▸ **ОТРЫВОК ДЛЯ ЧТЕНИЯ**
Цветаева сама в своих черновых тетрадях называла "весь крестный путь этапами" буквально по пунктам: "1.Встреча у фонаря, 2) Кафе, окно в пустоту, 3)Путь набережной…, 4)Мост и бесконечность…, 5) Последние улицы (улицы не виноваты в ужасах, 6)Другой фонарь, 7)Последний жест"[2,С.232]. Поэма Цветаевой включает много культурно-ассоциативных пластов, неподдающихся такому конкретному видению, и от этого, простите за смелость, все видение Венцловы, построенное на этом подходе кажется нам не вполне обоснованным. Рассмотрение всех "четырнадцати остановок" займет слишком много места и выходит далеко за рамки нашей работы. Но мы чувствуем необходимость обосновать нашу точку зрения. Для этого рассмотрим хотя бы один эпизод, но их число можно "множить и множить".

Венцлова пишет в своей работе: "Слова третьего эпизода (Смерть с левой, с правой стороны - / Ты. Правый бок как мертвый) -однозначно указывают на распятие (два разбойника - неразумный и благоразумный - по сторонам Христа, и пронзенный Его бок, который в иконографии изображается как правый, ср: Но один из воинов копьем пронзил Ему ребра, и тотчас истекла кровь и вода - Иоан. 19:34)".

Нам же видится это не упрощенно, как решат многие, а так, как это написано в тексте у Марины Цветаевой: это идут рядом бывшие возлюбленные. Они идут по набережной Влтавы: и справа от героини идет Он, и Он сейчас для нее холоднее смерти - реки. Вот что мы читаем у Цветаевой в той самой 3 главке, которую цитирует Т. Венцлова

"Но не от реки

Дрожь, - рождена наядой!

Реки держаться как руки,

Когда любимый рядом-

И верен…"[1,Т.3,с.33]

А дальше вырванные из контекста те самые строки:

"Смерть с левой, с правой стороны -

Ты. Правый бок как мертвый…"[1,Т.3,с33]

О каких христовых муках речь ведет автор? Муки, о которых пишет поэт совсем иного свойства…

Цветаева может обращаться к библейским или мифологическим мотивам как к одному из художественных факторов своего поэтического мира, и она же может использовать их как привычные речевые конструкции, выражения или даже фразеологизмы. Нам кажется важным это различать. Чем яснее мы будем видеть разницу, тем ярче раскроются для нас скрытые смыслы цветаевских текстов. Мы думаем, что Цветаева часто использует библейские цитаты или мифологические образы как систему координат, естественную для образованного человека начала 20 столетия.

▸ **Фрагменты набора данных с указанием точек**
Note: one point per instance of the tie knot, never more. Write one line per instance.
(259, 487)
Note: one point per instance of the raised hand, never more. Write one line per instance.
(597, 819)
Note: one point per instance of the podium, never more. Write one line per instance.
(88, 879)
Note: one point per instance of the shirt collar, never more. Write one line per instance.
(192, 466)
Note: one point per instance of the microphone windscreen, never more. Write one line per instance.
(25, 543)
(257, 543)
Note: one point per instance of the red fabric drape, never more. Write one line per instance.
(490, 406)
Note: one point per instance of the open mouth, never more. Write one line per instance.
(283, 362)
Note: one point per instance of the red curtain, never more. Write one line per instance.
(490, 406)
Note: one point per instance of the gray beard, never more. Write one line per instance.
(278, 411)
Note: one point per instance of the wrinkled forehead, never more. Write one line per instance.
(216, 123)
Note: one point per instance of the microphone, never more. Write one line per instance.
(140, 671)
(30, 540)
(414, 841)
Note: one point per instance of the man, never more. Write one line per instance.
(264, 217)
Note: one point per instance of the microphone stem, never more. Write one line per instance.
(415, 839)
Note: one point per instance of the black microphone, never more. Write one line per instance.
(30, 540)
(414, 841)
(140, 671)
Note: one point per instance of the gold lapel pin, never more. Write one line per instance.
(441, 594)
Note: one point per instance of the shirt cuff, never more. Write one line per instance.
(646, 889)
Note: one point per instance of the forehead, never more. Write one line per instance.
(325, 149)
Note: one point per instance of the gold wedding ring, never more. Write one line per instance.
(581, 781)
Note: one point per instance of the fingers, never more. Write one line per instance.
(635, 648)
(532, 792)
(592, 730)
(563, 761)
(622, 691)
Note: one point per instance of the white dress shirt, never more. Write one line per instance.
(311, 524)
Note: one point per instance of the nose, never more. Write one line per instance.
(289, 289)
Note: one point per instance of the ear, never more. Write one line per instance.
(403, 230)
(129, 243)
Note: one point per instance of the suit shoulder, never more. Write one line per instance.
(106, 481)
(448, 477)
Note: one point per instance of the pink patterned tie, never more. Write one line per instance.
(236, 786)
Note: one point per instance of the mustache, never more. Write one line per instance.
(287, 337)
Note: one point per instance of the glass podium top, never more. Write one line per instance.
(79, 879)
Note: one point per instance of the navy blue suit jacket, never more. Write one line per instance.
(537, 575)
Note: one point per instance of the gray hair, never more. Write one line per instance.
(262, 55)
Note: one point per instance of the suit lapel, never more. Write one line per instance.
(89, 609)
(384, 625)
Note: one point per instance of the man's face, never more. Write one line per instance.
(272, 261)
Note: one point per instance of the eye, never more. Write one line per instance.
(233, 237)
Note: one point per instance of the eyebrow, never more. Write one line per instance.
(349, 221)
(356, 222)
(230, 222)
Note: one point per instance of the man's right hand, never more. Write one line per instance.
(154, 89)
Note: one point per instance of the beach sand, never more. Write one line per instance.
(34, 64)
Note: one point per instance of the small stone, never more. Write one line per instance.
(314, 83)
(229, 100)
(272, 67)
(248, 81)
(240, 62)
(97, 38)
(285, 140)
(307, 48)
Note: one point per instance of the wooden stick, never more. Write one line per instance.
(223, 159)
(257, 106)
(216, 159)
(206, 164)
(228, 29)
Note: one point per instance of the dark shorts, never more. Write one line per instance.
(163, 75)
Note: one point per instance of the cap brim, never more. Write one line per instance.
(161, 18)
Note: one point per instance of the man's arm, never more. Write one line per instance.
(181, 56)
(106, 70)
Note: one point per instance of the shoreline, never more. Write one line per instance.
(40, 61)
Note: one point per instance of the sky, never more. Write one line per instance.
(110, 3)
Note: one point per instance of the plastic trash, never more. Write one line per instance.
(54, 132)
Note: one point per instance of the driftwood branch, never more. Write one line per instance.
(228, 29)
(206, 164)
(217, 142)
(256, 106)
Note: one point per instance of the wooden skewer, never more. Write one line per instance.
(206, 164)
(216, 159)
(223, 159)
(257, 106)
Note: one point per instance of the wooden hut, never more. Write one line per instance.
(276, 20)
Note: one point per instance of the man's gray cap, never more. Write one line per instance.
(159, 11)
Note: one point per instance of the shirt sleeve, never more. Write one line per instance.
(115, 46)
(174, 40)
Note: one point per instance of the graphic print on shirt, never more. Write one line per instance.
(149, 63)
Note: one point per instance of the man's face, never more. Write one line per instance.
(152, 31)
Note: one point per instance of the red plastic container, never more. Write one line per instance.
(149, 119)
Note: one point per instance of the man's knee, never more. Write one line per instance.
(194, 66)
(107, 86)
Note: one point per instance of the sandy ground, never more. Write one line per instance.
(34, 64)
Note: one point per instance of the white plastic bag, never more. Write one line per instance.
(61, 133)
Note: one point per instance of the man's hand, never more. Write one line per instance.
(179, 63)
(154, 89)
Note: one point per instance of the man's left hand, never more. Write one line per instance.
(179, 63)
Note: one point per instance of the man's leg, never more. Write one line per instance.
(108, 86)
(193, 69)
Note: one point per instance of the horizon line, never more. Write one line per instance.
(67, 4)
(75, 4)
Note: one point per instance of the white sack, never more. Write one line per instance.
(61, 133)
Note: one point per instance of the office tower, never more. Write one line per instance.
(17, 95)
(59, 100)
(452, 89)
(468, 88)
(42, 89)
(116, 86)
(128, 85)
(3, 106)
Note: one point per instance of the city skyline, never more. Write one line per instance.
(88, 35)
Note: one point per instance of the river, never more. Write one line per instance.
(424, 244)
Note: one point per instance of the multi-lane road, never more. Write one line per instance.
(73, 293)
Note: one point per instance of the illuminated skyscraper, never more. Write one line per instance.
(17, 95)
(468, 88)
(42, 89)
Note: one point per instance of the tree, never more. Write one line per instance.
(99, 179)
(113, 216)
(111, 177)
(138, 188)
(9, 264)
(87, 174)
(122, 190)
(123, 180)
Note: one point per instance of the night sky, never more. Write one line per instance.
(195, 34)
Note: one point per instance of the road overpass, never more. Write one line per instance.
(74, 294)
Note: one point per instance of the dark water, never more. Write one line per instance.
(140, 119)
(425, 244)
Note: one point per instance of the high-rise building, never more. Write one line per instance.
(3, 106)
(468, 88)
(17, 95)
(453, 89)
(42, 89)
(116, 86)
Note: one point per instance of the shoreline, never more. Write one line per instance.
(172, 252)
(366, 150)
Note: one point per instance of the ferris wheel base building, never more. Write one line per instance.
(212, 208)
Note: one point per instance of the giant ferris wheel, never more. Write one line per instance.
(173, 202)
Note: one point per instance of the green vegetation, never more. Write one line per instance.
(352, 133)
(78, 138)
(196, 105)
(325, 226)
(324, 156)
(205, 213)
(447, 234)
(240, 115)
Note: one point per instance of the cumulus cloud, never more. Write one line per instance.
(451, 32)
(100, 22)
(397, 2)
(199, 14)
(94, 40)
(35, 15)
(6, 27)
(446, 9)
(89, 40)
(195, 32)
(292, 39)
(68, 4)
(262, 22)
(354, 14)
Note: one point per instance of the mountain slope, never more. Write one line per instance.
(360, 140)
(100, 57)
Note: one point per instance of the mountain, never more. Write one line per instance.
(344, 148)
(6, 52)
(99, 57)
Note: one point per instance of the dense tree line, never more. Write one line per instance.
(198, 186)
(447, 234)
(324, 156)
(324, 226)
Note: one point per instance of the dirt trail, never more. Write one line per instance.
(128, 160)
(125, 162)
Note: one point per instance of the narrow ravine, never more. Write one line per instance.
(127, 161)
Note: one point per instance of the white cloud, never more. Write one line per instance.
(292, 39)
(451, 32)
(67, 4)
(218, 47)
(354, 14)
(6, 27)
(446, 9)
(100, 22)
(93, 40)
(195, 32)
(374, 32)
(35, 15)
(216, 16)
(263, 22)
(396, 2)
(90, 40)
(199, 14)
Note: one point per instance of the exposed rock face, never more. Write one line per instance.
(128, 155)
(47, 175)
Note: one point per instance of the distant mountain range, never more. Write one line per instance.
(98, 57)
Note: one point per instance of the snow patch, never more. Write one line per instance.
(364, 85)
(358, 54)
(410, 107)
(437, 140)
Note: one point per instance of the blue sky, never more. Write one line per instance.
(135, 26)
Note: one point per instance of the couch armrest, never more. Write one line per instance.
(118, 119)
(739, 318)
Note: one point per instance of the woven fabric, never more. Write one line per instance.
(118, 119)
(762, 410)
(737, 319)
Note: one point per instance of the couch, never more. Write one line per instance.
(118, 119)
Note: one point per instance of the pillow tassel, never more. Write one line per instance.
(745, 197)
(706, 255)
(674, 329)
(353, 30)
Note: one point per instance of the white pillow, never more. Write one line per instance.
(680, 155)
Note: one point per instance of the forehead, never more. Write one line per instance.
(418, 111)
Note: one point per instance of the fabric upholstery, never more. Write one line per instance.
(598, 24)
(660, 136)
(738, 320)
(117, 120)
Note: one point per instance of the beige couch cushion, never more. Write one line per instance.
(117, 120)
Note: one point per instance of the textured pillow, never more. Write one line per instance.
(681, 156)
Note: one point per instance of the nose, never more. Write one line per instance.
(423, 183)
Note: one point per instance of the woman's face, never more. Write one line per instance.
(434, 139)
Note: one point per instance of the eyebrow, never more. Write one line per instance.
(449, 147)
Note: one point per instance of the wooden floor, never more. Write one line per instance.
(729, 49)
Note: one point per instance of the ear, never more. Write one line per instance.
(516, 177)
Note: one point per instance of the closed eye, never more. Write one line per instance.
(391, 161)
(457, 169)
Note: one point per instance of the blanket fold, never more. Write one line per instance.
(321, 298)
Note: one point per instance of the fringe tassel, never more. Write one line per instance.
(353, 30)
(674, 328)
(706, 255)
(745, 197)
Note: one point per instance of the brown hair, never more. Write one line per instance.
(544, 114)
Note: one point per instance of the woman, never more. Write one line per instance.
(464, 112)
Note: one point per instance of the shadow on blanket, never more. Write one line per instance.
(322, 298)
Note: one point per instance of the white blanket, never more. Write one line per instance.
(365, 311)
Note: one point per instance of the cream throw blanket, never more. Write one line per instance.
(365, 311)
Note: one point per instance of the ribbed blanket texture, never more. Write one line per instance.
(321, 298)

▸ **ЗАДАНИЯ**
1 - Соответствуют ли отрывку о поэме Цветаевой утверждения (a), (b) и (c)? (a) Авторы рассматривают все четырнадцать остановок. (b) По мнению авторов, бывшие возлюбленные идут по набережной Влтавы. (c) Авторы считают, что Цветаева не использует библейские мотивы как привычные речевые конструкции. На каждое ответьте «да» или «нет» и приведите решающие слова отрывка точной цитатой.
2 - Оформите в виде таблицы Markdown строки листинга, начиная со строки, содержащей «Note: one point per instance of the shadow», и заканчивая концом листинга. Пустые строки пропустите. В столбце «№» укажите порядковый номер, в столбце «Строка» приведите саму строку.
Листинг никак не связан с отрывком о поэме Цветаевой.

▸ **ОТВЕТЫ К УПРАЖНЕНИЮ**
1 -
(a) Нет: «займет слишком много места и выходит далеко за рамки нашей работы».
(b) Да: «Они идут по набережной Влтавы».
(c) Нет: «она же может использовать их как привычные речевые конструкции».

2 -
| № | Строка |
|---|---|
| 1 | Note: one point per instance of the shadow on blanket, never more. Write one line per instance. |
| 2 | (322, 298) |
| 3 | Note: one point per instance of the white blanket, never more. Write one line per instance. |
| 4 | (365, 311) |
| 5 | Note: one point per instance of the cream throw blanket, never more. Write one line per instance. |
| 6 | (365, 311) |
| 7 | Note: one point per instance of the ribbed blanket texture, never more. Write one line per instance. |
| 8 | (321, 298) |